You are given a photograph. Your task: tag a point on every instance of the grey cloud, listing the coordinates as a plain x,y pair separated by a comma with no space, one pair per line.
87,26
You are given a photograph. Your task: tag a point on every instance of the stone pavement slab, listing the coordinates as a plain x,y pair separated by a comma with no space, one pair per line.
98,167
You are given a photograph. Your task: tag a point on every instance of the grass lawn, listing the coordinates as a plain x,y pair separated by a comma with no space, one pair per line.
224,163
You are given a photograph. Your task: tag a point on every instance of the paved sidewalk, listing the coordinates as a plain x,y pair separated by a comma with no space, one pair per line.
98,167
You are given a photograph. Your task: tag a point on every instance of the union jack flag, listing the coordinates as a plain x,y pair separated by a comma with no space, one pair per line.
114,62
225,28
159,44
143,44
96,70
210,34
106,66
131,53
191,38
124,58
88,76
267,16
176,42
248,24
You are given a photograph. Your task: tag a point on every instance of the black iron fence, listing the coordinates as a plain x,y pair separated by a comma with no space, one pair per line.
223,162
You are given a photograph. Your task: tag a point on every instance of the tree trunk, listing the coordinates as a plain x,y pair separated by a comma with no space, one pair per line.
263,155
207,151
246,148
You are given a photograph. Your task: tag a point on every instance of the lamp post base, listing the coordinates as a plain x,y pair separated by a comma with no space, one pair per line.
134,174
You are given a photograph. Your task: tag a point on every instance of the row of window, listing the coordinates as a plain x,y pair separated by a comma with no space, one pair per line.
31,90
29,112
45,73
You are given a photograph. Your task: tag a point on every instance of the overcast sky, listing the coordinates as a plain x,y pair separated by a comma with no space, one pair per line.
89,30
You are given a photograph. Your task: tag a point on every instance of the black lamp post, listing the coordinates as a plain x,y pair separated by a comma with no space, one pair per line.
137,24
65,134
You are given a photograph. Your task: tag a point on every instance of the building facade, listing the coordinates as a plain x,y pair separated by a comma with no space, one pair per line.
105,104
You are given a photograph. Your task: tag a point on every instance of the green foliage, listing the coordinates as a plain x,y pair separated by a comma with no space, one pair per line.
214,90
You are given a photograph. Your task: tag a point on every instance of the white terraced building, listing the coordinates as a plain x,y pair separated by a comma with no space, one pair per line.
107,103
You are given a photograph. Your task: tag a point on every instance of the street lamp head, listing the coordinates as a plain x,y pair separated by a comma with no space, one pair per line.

----

◆ **Instructions to follow**
Repeat the material word for word, with no line missing.

◆ **Answer to the problem**
You are given a photograph. Your task: tag a point on every instance of the grey cloud, listing the coordinates as a plain x,y pair separated by a comma with no space, one pair per line.
87,26
You are given a photograph. Your task: tag a point on every instance of the stone pavement slab, listing the coordinates as a plain x,y pair separated by a comma with no space, one pair per line.
98,167
You are given a photograph. Your task: tag a point on every instance of the grass lawn, listing the coordinates as a plain x,y pair separated by a comma with no space, one pair per line.
224,163
You are given a photograph. Your task: tag a point on every instance of the paved sidewalk, listing the coordinates as a plain x,y pair separated by a comma with no space, one pair per line.
98,167
You are given a photograph. Your task: tag a point on every instance of the union jack flag, listing the coordinates as a plain x,y pair separated by a comma with no space, one pair per line.
114,62
225,28
159,44
143,44
96,70
210,34
106,66
131,53
191,38
124,58
88,76
267,16
176,42
248,24
You are given a photograph. Your task: tag a point on every instance of the black iron fence, listing the coordinates as a plain x,y pair separated by a comma with no space, one pair per line.
223,162
You are given a photograph. Your task: tag a point on every instance of the tree trunk, listing the coordinates as a plain x,y pair separated by a comma with no space, one pair per line.
263,155
207,151
246,148
You are given a photograph. Your task: tag a point on every instance of the lamp post base, listing the coordinates as a plain x,y pair separated by a comma with no space, one pair per line.
134,174
You are given a photograph. Your task: tag a point on every instance of the row of window, listing the coordinates as a plain x,y pair separated by a comma with no space, one pair per line.
31,90
29,112
45,73
You are given a photograph. Your task: tag a point on every instance of the overcast sky, listing the coordinates as a plain x,y pair separated by a comma with no space, one pair per line.
89,30
You are given a photograph. Your task: tag a point on every instance of the black lamp post, listing the coordinates as a plain x,y pair separated by a comma with no space, one pair per line.
137,24
65,134
You are given a photograph. Your task: tag a point on every instance of the building facade, listing the coordinates as a plain x,y pair separated by a comma with no space, one pair per line.
105,104
You are given a photograph. Your task: tag a point on every instance of the green foliage, listing the coordinates as a plain x,y pair separated by a comma with no space, one pair per line.
214,90
You are given a photograph. Your task: tag a point on every instance of the white terraced building, listing the coordinates as a plain x,y pair separated by a comma with no space, one pair per line.
107,103
You are given a photograph. Your task: tag a point on every instance of the street lamp head, listing the coordinates as a plain x,y pair separated by a comma with no space, one pair per line.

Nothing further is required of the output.